Jardim Monteverde, entre Recife e Jaboatão dos Guararapes, foi a localidade onde mais morreu gente nas chuvas de maio de 2022.
“Eu estou vivendo numa situação que só Deus!” O desabafo é de Maria José da Silva, de 36 anos, a moradora da casa em ruínas, onde também vivem o marido e o filho. Com muita ansiedade e medo, os três esperam por uma solução habitacional há mais de dois anos, quando tiveram a casa interditada pela Coordenadoria de Defesa Civil do Estado de Pernambuco (Codecipe). Como Maria e sua família, outras 206 mil pessoas vivem em áreas de risco na Região Metropolitana do Recife.
Voltar para um lugar condenado não foi uma decisão fácil, porém Maria José afirma não ter mais condições de pagar um aluguel com o auxílio-moradia cedido pela Prefeitura do Recife, no valor de R$ 300.
“Eu estou desempregada e voltei para cá porque eu não estou conseguindo pagar outra casa de aluguel. Fazia mais de ano que eu tinha saído daqui, mas o aluguel da casa que eu estava ia aumentar para quatrocentos reais, fora a conta de energia, a feira, então não tinha como eu pagar”, explica.
A diferença é que, dessa vez, o terreno do imóvel está entre dois muros de arrimo construídos no segundo semestre de 2024 pela Prefeitura do Recife. Com isso, Maria José achou que estaria mais segura, ou que, pelo menos, o imóvel não apresentaria mais riscos de desabamento. Logo ela percebeu que havia se enganado.

**Dados fornecidos:**
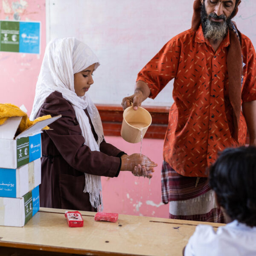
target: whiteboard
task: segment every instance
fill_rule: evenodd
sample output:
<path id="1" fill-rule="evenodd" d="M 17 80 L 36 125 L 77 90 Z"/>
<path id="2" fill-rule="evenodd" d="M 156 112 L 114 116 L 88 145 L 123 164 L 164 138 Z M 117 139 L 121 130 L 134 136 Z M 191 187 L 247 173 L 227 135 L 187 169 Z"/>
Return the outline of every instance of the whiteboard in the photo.
<path id="1" fill-rule="evenodd" d="M 120 105 L 137 74 L 172 38 L 191 27 L 193 0 L 47 0 L 47 42 L 75 37 L 101 66 L 89 93 L 96 104 Z M 242 0 L 234 20 L 256 45 L 256 0 Z M 143 105 L 170 106 L 173 81 Z"/>

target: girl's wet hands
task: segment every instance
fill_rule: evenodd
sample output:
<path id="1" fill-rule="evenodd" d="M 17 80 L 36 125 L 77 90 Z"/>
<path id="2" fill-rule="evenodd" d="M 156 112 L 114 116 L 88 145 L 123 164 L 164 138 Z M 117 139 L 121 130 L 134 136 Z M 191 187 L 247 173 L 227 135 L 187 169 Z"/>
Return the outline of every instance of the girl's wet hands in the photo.
<path id="1" fill-rule="evenodd" d="M 135 176 L 151 178 L 154 168 L 157 166 L 157 164 L 148 157 L 140 154 L 124 155 L 122 157 L 121 170 L 131 172 Z"/>

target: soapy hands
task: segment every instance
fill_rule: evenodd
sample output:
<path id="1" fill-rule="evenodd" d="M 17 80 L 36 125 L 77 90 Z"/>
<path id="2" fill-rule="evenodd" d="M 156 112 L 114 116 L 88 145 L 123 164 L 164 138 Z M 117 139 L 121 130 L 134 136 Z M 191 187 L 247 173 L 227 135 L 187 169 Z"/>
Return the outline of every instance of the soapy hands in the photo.
<path id="1" fill-rule="evenodd" d="M 121 157 L 121 171 L 129 171 L 135 176 L 151 178 L 154 167 L 157 166 L 150 159 L 143 154 L 133 154 L 130 155 L 123 155 Z"/>

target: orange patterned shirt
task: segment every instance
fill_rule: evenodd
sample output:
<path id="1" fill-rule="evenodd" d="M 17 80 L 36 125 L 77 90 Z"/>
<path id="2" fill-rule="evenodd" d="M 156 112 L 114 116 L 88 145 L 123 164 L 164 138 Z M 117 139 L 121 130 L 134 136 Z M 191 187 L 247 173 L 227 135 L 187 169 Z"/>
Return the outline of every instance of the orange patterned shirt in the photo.
<path id="1" fill-rule="evenodd" d="M 256 54 L 242 35 L 244 80 L 241 102 L 256 100 Z M 218 152 L 245 143 L 247 128 L 241 111 L 238 143 L 231 137 L 232 108 L 226 64 L 229 34 L 216 52 L 202 26 L 173 38 L 139 73 L 154 99 L 173 78 L 174 103 L 169 113 L 163 158 L 186 176 L 207 177 L 206 168 Z"/>

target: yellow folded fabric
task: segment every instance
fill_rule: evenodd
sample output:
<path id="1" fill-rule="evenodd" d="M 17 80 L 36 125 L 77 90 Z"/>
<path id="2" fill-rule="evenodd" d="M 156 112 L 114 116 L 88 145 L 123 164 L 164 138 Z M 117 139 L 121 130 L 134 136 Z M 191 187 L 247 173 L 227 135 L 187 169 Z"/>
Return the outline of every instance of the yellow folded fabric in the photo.
<path id="1" fill-rule="evenodd" d="M 17 130 L 17 135 L 39 121 L 48 119 L 52 117 L 50 115 L 47 115 L 38 117 L 34 121 L 30 121 L 26 113 L 17 106 L 10 103 L 0 103 L 0 125 L 3 124 L 9 117 L 12 116 L 22 116 Z M 46 126 L 44 129 L 48 130 L 49 128 L 48 126 Z"/>

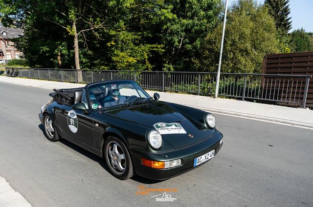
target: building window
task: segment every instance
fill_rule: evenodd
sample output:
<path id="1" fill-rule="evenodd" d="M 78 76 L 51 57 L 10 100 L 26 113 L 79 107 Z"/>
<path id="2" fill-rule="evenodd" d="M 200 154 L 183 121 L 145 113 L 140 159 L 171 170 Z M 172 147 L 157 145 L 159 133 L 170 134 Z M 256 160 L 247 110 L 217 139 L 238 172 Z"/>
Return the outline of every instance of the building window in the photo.
<path id="1" fill-rule="evenodd" d="M 7 52 L 6 53 L 6 59 L 7 60 L 11 60 L 11 52 Z"/>
<path id="2" fill-rule="evenodd" d="M 15 52 L 15 55 L 16 59 L 21 59 L 21 53 L 20 53 L 20 52 Z"/>

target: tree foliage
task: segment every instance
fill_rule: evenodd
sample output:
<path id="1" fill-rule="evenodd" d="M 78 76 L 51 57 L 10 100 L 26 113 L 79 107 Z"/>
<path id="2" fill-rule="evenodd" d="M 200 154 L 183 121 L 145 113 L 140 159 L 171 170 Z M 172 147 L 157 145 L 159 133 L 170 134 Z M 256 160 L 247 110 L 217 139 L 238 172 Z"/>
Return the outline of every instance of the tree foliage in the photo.
<path id="1" fill-rule="evenodd" d="M 274 18 L 276 28 L 287 34 L 291 28 L 289 0 L 265 0 L 264 2 L 268 8 L 269 14 Z"/>
<path id="2" fill-rule="evenodd" d="M 260 72 L 264 55 L 295 50 L 288 0 L 266 1 L 229 9 L 222 71 Z M 0 21 L 23 29 L 16 47 L 37 67 L 216 72 L 223 11 L 220 0 L 0 0 Z"/>
<path id="3" fill-rule="evenodd" d="M 216 71 L 223 22 L 206 37 L 203 64 Z M 240 0 L 227 13 L 221 70 L 224 72 L 260 73 L 263 57 L 278 52 L 279 44 L 273 18 L 263 5 Z"/>

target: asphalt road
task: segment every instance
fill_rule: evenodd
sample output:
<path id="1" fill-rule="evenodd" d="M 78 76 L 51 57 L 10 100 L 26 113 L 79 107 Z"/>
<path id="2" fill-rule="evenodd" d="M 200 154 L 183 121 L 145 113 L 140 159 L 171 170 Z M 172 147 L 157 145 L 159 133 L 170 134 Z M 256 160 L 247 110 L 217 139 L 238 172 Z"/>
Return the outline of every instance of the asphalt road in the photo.
<path id="1" fill-rule="evenodd" d="M 164 181 L 122 181 L 100 158 L 45 138 L 38 114 L 51 91 L 0 83 L 0 174 L 33 207 L 313 207 L 311 130 L 216 114 L 224 145 L 212 160 Z M 136 195 L 143 187 L 176 188 L 177 199 Z"/>

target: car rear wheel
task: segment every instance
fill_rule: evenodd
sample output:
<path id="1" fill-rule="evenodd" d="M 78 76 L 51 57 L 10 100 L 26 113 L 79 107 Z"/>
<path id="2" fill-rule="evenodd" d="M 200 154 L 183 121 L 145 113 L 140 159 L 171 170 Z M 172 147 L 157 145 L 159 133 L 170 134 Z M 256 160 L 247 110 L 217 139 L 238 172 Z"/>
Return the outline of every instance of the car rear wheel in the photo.
<path id="1" fill-rule="evenodd" d="M 58 141 L 59 138 L 54 126 L 54 122 L 50 116 L 47 114 L 44 117 L 45 132 L 47 138 L 51 142 Z"/>
<path id="2" fill-rule="evenodd" d="M 120 180 L 134 175 L 132 159 L 123 142 L 110 136 L 106 140 L 104 149 L 106 162 L 113 175 Z"/>

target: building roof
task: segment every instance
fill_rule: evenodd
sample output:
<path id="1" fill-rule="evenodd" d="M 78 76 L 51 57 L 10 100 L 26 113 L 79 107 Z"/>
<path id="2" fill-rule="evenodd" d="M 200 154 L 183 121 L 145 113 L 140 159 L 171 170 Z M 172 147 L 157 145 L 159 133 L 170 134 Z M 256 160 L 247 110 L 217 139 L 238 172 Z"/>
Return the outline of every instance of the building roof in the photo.
<path id="1" fill-rule="evenodd" d="M 6 35 L 4 35 L 4 32 Z M 0 37 L 3 39 L 11 39 L 23 36 L 23 30 L 18 28 L 4 27 L 0 24 Z"/>

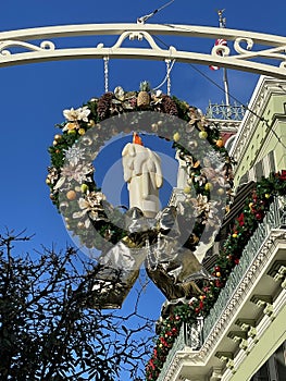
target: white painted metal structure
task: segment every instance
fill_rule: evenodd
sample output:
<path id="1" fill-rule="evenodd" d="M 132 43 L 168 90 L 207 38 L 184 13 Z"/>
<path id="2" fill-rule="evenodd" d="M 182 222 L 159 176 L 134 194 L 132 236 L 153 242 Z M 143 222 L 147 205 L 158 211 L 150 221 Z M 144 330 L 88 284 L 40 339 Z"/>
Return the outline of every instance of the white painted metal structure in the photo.
<path id="1" fill-rule="evenodd" d="M 62 47 L 60 38 L 119 36 L 113 46 Z M 178 46 L 164 49 L 156 42 L 158 36 L 216 39 L 228 46 L 215 46 L 211 52 L 181 50 Z M 52 41 L 53 39 L 53 41 Z M 146 40 L 125 47 L 126 39 Z M 61 44 L 59 44 L 59 41 Z M 96 45 L 96 44 L 95 44 Z M 198 44 L 196 44 L 197 47 Z M 145 44 L 146 46 L 146 44 Z M 223 51 L 223 56 L 217 54 Z M 72 59 L 142 59 L 176 60 L 177 62 L 217 65 L 233 70 L 286 79 L 286 37 L 245 30 L 194 25 L 158 24 L 84 24 L 28 28 L 0 33 L 0 66 Z"/>

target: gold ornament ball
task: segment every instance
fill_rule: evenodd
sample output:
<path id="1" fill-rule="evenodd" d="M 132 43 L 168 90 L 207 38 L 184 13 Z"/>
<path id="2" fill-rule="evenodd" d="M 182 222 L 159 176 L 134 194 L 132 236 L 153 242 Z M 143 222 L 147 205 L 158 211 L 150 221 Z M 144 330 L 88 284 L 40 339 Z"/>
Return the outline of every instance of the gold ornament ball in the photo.
<path id="1" fill-rule="evenodd" d="M 87 124 L 89 127 L 94 127 L 96 125 L 96 122 L 95 121 L 89 121 L 88 124 Z"/>
<path id="2" fill-rule="evenodd" d="M 206 190 L 212 190 L 212 189 L 213 189 L 212 183 L 207 183 L 207 184 L 204 185 L 204 189 L 206 189 Z"/>
<path id="3" fill-rule="evenodd" d="M 84 229 L 84 228 L 85 228 L 85 223 L 82 222 L 82 221 L 79 221 L 79 222 L 77 223 L 77 228 L 78 228 L 78 229 Z"/>
<path id="4" fill-rule="evenodd" d="M 184 188 L 184 193 L 186 193 L 186 194 L 189 194 L 190 190 L 191 190 L 190 186 L 186 186 L 186 187 Z"/>
<path id="5" fill-rule="evenodd" d="M 217 195 L 220 196 L 224 195 L 224 188 L 219 188 L 216 192 L 217 192 Z"/>
<path id="6" fill-rule="evenodd" d="M 200 131 L 199 132 L 199 137 L 200 137 L 200 139 L 207 139 L 207 137 L 208 137 L 207 131 Z"/>
<path id="7" fill-rule="evenodd" d="M 82 190 L 83 193 L 86 193 L 86 192 L 88 190 L 88 186 L 87 186 L 86 184 L 82 184 L 82 185 L 80 185 L 80 190 Z"/>
<path id="8" fill-rule="evenodd" d="M 215 145 L 216 145 L 216 147 L 219 147 L 219 148 L 223 147 L 223 146 L 224 146 L 223 139 L 217 139 L 217 140 L 215 142 Z"/>
<path id="9" fill-rule="evenodd" d="M 174 140 L 174 142 L 178 142 L 179 139 L 181 139 L 179 133 L 175 133 L 175 134 L 173 135 L 173 140 Z"/>
<path id="10" fill-rule="evenodd" d="M 66 198 L 70 200 L 70 201 L 73 201 L 76 199 L 76 193 L 74 190 L 69 190 L 66 193 Z"/>

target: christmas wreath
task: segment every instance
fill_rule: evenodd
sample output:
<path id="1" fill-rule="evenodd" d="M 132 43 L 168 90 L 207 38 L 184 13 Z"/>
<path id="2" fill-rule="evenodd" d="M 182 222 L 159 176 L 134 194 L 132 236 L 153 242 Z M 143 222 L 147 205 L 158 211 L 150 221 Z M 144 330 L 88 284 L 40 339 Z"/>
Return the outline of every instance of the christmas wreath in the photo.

**Problema proposto:** Transcreva, do texto sobre Jardim Monteverde, o trecho que começa em "Jardim Monteverde, entre" e vai até "valor de R$ 300.", inclusive.

**Resultado da tarefa:**
Jardim Monteverde, entre Recife e Jaboatão dos Guararapes, foi a localidade onde mais morreu gente nas chuvas de maio de 2022.
“Eu estou vivendo numa situação que só Deus!” O desabafo é de Maria José da Silva, de 36 anos, a moradora da casa em ruínas, onde também vivem o marido e o filho. Com muita ansiedade e medo, os três esperam por uma solução habitacional há mais de dois anos, quando tiveram a casa interditada pela Coordenadoria de Defesa Civil do Estado de Pernambuco (Codecipe). Como Maria e sua família, outras 206 mil pessoas vivem em áreas de risco na Região Metropolitana do Recife.
Voltar para um lugar condenado não foi uma decisão fácil, porém Maria José afirma não ter mais condições de pagar um aluguel com o auxílio-moradia cedido pela Prefeitura do Recife, no valor de R$ 300.